SHORT EXERCISE 1: In the rows, reproduce every line from the one containing "Give the mask of every instance of the grass" through the end of the rows, requests included. Multiply each coordinate in the answers by 2.15 and round it to a whole number, rounding halves up. Output only those lines.

SOURCE DOCUMENT:

>> START

Most of the time when you are using a public network, you are behind some kind of firewall or proxy. One of their purpose is to constrain you to only use certain kind of protocols. Nowadays, the most widespread protocol is http and is de facto allowed by third party equipment.
This tool understands this fact and uses the websocket protocol which is compatible with http in order to bypass firewalls and proxies. Wstunnel allows you to tunnel what ever traffic you want.
My inspiration came from [this project](https://www.npmjs.com/package/wstunnel) but as I don't want to install npm and nodejs to use this tool, I remade it in Haskell and improved it.
**What to expect:**
* Good error messages and debug informations
* Static tunneling (TCP and UDP)
* Dynamic tunneling (socks5 proxy)
* Support for http proxy (when behind one)
* Support for tls/https server (with embedded self signed certificate, see comment in the example section)

>> END

RECORDS:

>> START

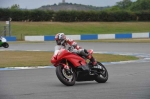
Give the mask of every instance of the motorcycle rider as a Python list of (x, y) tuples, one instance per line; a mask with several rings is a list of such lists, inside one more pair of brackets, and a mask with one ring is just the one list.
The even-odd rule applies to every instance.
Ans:
[[(97, 62), (94, 59), (94, 57), (91, 54), (88, 54), (88, 51), (86, 49), (81, 48), (74, 40), (66, 38), (64, 33), (57, 33), (55, 35), (55, 41), (57, 45), (63, 46), (65, 49), (73, 47), (71, 52), (85, 56), (92, 62), (93, 66), (97, 65)], [(55, 64), (54, 62), (52, 63)]]

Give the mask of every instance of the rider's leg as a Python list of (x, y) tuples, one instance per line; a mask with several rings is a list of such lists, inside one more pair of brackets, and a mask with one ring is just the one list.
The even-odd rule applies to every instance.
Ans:
[(79, 49), (79, 54), (89, 59), (92, 62), (93, 66), (97, 65), (95, 58), (91, 54), (89, 54), (86, 49)]

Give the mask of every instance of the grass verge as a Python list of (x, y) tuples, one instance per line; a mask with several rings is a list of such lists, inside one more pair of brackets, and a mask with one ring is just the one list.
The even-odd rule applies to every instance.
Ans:
[[(49, 66), (53, 52), (45, 51), (0, 51), (0, 68)], [(100, 62), (137, 60), (134, 56), (93, 54)]]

>> END

SHORT EXERCISE 2: Copy the wstunnel description word for word from "Most of the" to "and improved it.".

FINAL ANSWER 1:
Give the mask of every instance of the grass verge as a Python list of (x, y) tuples, one instance per line; a mask with several rings is a list of such lists, inside one more pair of brackets, and a mask with one ring is just the one list.
The even-odd rule applies to every instance.
Ans:
[[(105, 142), (114, 112), (97, 110), (0, 110), (0, 146)], [(215, 133), (295, 129), (288, 120), (200, 116)]]

FINAL ANSWER 2:
Most of the time when you are using a public network, you are behind some kind of firewall or proxy. One of their purpose is to constrain you to only use certain kind of protocols. Nowadays, the most widespread protocol is http and is de facto allowed by third party equipment.
This tool understands this fact and uses the websocket protocol which is compatible with http in order to bypass firewalls and proxies. Wstunnel allows you to tunnel what ever traffic you want.
My inspiration came from [this project](https://www.npmjs.com/package/wstunnel) but as I don't want to install npm and nodejs to use this tool, I remade it in Haskell and improved it.